— Begin QUOTED TEXT —

APPENDIX A: Examples
The following examples illustrate example sitemaps using this extension. Feel
free to copy and modify these examples for your own purposes.
The URLSET preamble
To use the extended terms here defined, the usual sitemap urlset element need
to include the proper namespace definitions. In practice, rather than the
usual:
<?xml version="1.0" encoding="UTF-8"?>
<urlset xmlns="http://www.sitemaps.org/schemas/sitemap/0.9">
.....
.....
You should use
<?xml version="1.0" encoding="UTF-8"?>
<urlset xmlns:xsi="http://www.w3.org/2001/XMLSchema-instance"
xsi:schemaLocation="http://www.sitemaps.org/schemas/sitemap/0.9
http://www.sitemaps.org/schemas/sitemap/0.9/sitemap.xsd"
xmlns="http://www.sitemaps.org/schemas/sitemap/0.9"
xmlns:sc="http://sindice.com/swcrawling/schema/0.1">
which points the sc namespace to this extention as defined by the schema available online at http://sindice.com/swcrawling/schema/0.1
Lets now see some concrete examples
1: A basic example
The following example states that a dataset with label "Product catalog for
Example.org" is available at http://example.org/cataloguedump.rdf. Furthermore,
such data is what powers the resolution of URIs/URLs in the space
http://example.org/products/ . Finally, this data is said to change with a
monthly frequency.
<?xml version="1.0" encoding="UTF-8"?>
<urlset xmlns:xsi="http://www.w3.org/2001/XMLSchema-instance"
xsi:schemaLocation="http://www.sitemaps.org/schemas/sitemap/0.9
http://www.sitemaps.org/schemas/sitemap/0.9/sitemap.xsd"
xmlns="http://www.sitemaps.org/schemas/sitemap/0.9"

— End QUOTED TEXT —

→ SET TASK A: Reproduce every line of the listing below without changes, omitting the picture.

— Begin RECORDED INFORMATION —

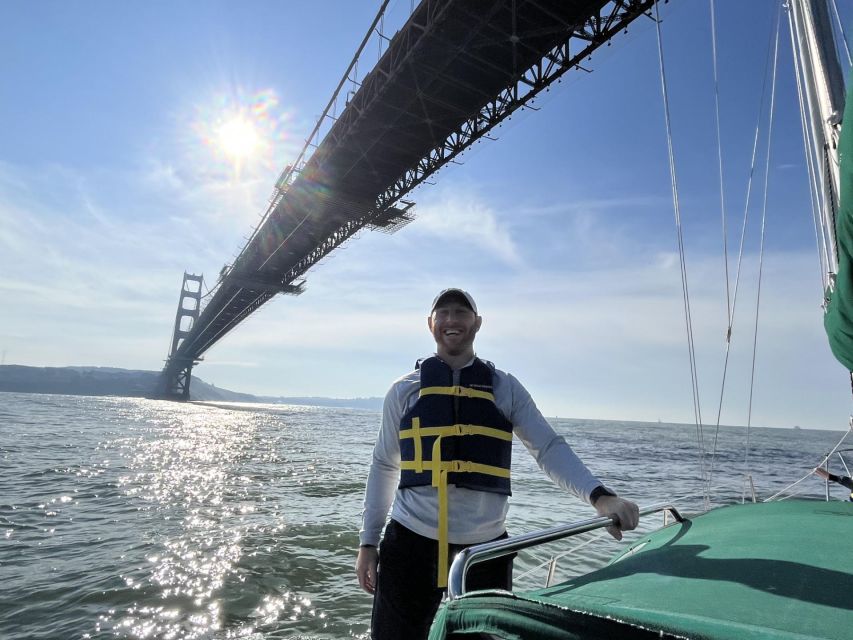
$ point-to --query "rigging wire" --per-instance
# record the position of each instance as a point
(682, 261)
(811, 167)
(720, 167)
(733, 304)
(810, 473)
(763, 229)
(841, 30)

— End RECORDED INFORMATION —

→ SET TASK B: According to the sitemap extension appendix, why should the urlset element use the longer preamble rather than the usual one?

→ TASK RESPONSE A:
$ point-to --query "rigging wire" --per-instance
# record the position of each instance as a point
(682, 261)
(811, 167)
(720, 167)
(733, 304)
(810, 473)
(763, 229)
(841, 30)

→ TASK RESPONSE B: The urlset element has to include the proper namespace definitions so that the extension's terms can be used. The longer preamble adds those definitions and points the sc namespace to the extension, as defined by the schema at http://sindice.com/swcrawling/schema/0.1.